[EXERCISE INPUT]

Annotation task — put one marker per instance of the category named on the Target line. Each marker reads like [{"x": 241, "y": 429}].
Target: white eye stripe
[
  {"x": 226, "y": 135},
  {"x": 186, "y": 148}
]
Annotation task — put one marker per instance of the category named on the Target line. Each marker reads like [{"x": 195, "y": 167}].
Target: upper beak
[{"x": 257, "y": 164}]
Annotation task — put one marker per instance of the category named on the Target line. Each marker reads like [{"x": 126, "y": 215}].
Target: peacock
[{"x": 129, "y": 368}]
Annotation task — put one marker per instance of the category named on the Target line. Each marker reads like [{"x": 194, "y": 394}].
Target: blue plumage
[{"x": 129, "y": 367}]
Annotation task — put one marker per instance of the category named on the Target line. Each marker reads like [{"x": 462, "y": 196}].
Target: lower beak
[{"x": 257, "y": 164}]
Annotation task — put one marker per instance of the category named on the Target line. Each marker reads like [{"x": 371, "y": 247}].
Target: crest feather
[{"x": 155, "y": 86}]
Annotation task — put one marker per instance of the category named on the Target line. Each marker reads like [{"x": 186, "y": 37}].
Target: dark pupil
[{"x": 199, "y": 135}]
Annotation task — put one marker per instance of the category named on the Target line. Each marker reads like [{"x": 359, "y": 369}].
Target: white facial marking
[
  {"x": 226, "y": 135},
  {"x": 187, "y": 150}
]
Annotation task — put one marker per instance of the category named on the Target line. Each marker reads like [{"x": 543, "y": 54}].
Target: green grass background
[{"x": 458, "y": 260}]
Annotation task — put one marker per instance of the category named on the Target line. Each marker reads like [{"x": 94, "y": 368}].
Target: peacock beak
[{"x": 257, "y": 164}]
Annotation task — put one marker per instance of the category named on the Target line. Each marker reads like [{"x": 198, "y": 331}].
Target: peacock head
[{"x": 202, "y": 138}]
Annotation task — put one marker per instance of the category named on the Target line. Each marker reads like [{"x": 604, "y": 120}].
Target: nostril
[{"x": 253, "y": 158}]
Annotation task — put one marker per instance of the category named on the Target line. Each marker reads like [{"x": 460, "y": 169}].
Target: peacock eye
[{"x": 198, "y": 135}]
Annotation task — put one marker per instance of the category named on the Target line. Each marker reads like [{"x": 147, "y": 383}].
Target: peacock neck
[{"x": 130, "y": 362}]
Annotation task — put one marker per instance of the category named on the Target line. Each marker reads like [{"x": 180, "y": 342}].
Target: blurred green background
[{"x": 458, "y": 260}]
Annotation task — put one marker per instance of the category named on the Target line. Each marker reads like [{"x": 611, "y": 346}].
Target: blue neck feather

[STATED EXERCISE]
Repeat the data above exactly.

[TASK ANSWER]
Annotation task — put one marker per instance of the category named on the Target line. Each marker reads like [{"x": 241, "y": 429}].
Target: white eye stripe
[
  {"x": 226, "y": 135},
  {"x": 186, "y": 148}
]
Annotation task — put one marker per instance of the category named on the Target line. Each marker reads like [{"x": 195, "y": 167}].
Target: upper beak
[{"x": 257, "y": 164}]
Annotation task — put one marker per instance of the category named on the Target line. Each marker reads like [{"x": 126, "y": 215}].
Target: peacock
[{"x": 129, "y": 368}]
Annotation task — put one marker per instance of the category named on the Target line. Each marker reads like [{"x": 194, "y": 394}].
Target: blue plumage
[{"x": 129, "y": 367}]
Annotation task — put one marker per instance of the category named on the Target line. Each marker reads like [{"x": 462, "y": 196}].
Target: lower beak
[{"x": 257, "y": 164}]
Annotation task — put one marker per instance of the category named on the Target line. Each marker reads like [{"x": 371, "y": 247}].
Target: crest feather
[{"x": 155, "y": 86}]
Annotation task — put one marker per instance of the category named on the Target line. Each marker reads like [{"x": 186, "y": 37}].
Target: dark pupil
[{"x": 199, "y": 135}]
Annotation task — put one marker per instance of the category named on the Target line. Each marker reads like [{"x": 359, "y": 369}].
Target: white facial marking
[
  {"x": 226, "y": 135},
  {"x": 187, "y": 150}
]
Annotation task — put one marker per instance of the category named on the Target line. Each marker reads like [{"x": 543, "y": 54}].
Target: green grass background
[{"x": 458, "y": 260}]
Annotation task — put one marker per instance of the category named on the Target line. Each marker reads like [{"x": 94, "y": 368}].
Target: peacock beak
[{"x": 257, "y": 164}]
Annotation task — put one marker per instance of the category named on the Target line. Each marker reads like [{"x": 198, "y": 331}].
Target: peacock head
[{"x": 202, "y": 138}]
Annotation task — put one marker per instance of the category named on the Target line. Each marker reads like [{"x": 604, "y": 120}].
Target: nostril
[{"x": 253, "y": 158}]
Annotation task — put one marker per instance of the category named on the Target line. Each marker reads like [{"x": 460, "y": 169}].
Target: peacock eye
[{"x": 198, "y": 135}]
Annotation task — put one marker per instance of the category named on the Target line. Each marker reads like [{"x": 147, "y": 383}].
Target: peacock neck
[{"x": 130, "y": 362}]
Annotation task — put one marker per instance of the category named on the Target line. Each marker reads like [{"x": 180, "y": 342}].
Target: blurred green background
[{"x": 458, "y": 260}]
Annotation task — put one marker per instance of the category named on the Target line. Each marker reads like [{"x": 611, "y": 346}].
Target: blue neck feather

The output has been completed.